You are viewing a plain text version of this content. The canonical link for it is here.
Posted to solr-user@lucene.apache.org by Vannia Rajan <kv...@gmail.com> on 2009/07/31 08:37:55 UTC

Recreating SOLR index after a schema change - without having to re-post the data

Hi,

  We are using solr-server for a large data-set. We need some changes in
solr schema.xml (datatype change from integer to sint for few fields). It
turns out that the two datatypes (integer and sint) are incompatible and
hence we need to re-index SOLR.

My question is:
   Is there any way by which i can just re-create the index files for
existing data/documents in solr? (without having to re-post the documents)

   I searched through many forums and everything seems to say : "I have to
re-post ALL documents to solr for re-indexing". Please suggest me a better
alternative to achieve my schema-change (I have very large solr-index -
sized around 10GB and it will be tough to query the whole data-set, store it
somewhere as XMLs and then to repost)

-- 
Thanks,
Vanniarajan

Re: Recreating SOLR index after a schema change - without having to re-post the data

Posted by Shalin Shekhar Mangar <sh...@gmail.com>.

*COLLECTED MATERIAL*
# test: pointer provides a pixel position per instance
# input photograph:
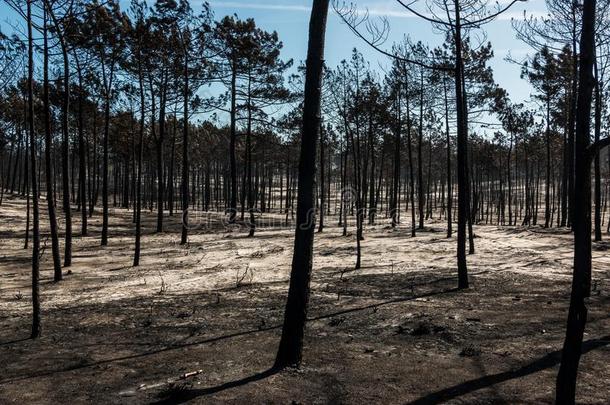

*TO-DO LIST*
**1.** Decide whether each statement below agrees with the Solr re-indexing thread above, answering yes or no and quoting the words of the thread that settle it: (a) The planned change turns some fields from integer to sint. (b) The existing index is roughly 10GB in size. (c) The forums the poster searched said only the changed documents need to be re-posted.
**2.** Answer these questions from the Solr re-indexing thread above:
(a) Which file does the poster need to change?
(b) On what date was the first message posted?
(c) Who posted the reply?

*ANSWERS TO THE EXERCISES*
**1.**
(a) Yes: "datatype change from integer to sint for few fields"
(b) Yes: "sized around 10GB"
(c) No: "I have to re-post ALL documents to solr for re-indexing"

**2.**
(a) schema.xml
(b) 2009/07/31
(c) Shalin Shekhar Mangar